■ 练习题目 1 ■
请将关于晚清海关的文本中自“表面上看,清政府的海关似乎重”至“咸丰十年于汕头设置一处海关。”(含首尾)的部分逐字输出。
■ 练习题目 2 ■
依据关于晚清海关的文本,咸丰四年六月组成的关税管理委员会中,由何人全权负责一切事务?

+++ 所给文本

兹因关监督深知难得诚敏干练熟悉外国语言之人员,执行约章关章上一切事务,唯有加入洋员,以资襄助。此项人员,应由道台慎选遴委,道台亦予以信任事权,俾资改良一切。

协议签订后,最初洋人打算只派出一名税务司,英、美领事推荐法国领事馆里的史密斯,但法国却不希望只由自己来承担这个任务,因此最后决定由英、美、法三国领事各推荐一人。咸丰四年六月(1854年7月),正式组成“行动联合一致的关税管理委员会”,由法国人史密斯、美国人卡尔、英国人威妥玛组成,威妥玛全权负责一切事务。1855年6月威妥玛辞职,李泰国接替了职务。

表面上看,清政府的海关似乎重建了起来,但却变了性质,成了西方列强敛财的工具。马士在《中华帝国对外关系史》中有过评论:

贸易是侨居在中国的外国商人的生命,保护贸易是驻在那个国家里少数外国官吏的第一职责;在上海口岸,经过这样长久的一种无政府状态时期,贸易终于受到管束。准确地说,中国海关是从李泰国接任后,开始逐渐变为西洋列强敛财的工具的。这是个极富有精力的领事,据说1858年的《中英天津条约》和《通商章程》就是出自他手。他接任后,首先改组了上海海关,并于咸丰九年(1859)在广州又开办了一处海关,又在咸丰十年于汕头设置一处海关。

可以说从鸦片战争之后的1854年一直到清政府总理衙门成立之前,中国海关基本是由洋人把控,这种情况到了恭亲王奕訢主政之后,虽然现状并没有完全改变,但在奕訢的努力下,清政府正在从洋人把控的海关中逐渐分得一杯羹。

总理衙门成立后,针对关税事宜在上海设立了全国性质的总税务司署,这也就意味着关税问题将由政府来统一协调处理。咸丰十年十二月(1861年1月),江苏巡抚薛焕奏请授予英国人李泰国总税务司职务,并请求朝廷协助洋人海关官员尽快立法立规,严查偷税漏税现象。

++++++
+++ 数据摘录

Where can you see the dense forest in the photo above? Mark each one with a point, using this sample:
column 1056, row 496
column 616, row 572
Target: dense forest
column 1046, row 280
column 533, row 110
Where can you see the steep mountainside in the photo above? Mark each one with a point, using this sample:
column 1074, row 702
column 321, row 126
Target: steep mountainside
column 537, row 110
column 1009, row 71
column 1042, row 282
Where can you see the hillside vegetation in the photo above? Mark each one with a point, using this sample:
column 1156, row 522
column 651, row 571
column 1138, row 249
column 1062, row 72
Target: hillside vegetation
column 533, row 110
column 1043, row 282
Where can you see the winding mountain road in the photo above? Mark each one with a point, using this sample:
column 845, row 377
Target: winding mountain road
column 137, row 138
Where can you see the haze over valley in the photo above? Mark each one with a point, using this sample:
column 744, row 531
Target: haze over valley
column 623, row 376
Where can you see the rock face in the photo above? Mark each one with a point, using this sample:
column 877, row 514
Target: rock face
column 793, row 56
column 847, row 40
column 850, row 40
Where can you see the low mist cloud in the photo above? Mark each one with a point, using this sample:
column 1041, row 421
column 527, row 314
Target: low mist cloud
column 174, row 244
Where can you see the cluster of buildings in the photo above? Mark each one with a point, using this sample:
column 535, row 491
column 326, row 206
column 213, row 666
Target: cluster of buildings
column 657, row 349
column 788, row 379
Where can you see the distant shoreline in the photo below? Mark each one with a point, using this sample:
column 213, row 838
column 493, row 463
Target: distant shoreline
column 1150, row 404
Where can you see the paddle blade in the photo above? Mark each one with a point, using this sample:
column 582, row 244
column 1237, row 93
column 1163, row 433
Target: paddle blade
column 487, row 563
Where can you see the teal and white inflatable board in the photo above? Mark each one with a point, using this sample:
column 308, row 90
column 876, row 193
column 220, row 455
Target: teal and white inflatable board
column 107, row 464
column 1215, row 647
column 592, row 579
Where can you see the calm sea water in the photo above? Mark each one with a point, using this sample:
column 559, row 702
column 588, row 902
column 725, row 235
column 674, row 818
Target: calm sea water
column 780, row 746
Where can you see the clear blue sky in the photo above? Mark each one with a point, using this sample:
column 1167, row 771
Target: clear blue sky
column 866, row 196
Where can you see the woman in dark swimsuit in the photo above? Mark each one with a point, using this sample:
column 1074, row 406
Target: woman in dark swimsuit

++++++

■ 作答结果 1 ■
表面上看,清政府的海关似乎重建了起来,但却变了性质,成了西方列强敛财的工具。马士在《中华帝国对外关系史》中有过评论:

贸易是侨居在中国的外国商人的生命,保护贸易是驻在那个国家里少数外国官吏的第一职责;在上海口岸,经过这样长久的一种无政府状态时期,贸易终于受到管束。准确地说,中国海关是从李泰国接任后,开始逐渐变为西洋列强敛财的工具的。这是个极富有精力的领事,据说1858年的《中英天津条约》和《通商章程》就是出自他手。他接任后,首先改组了上海海关,并于咸丰九年(1859)在广州又开办了一处海关,又在咸丰十年于汕头设置一处海关。

■ 作答结果 2 ■
英国人威妥玛。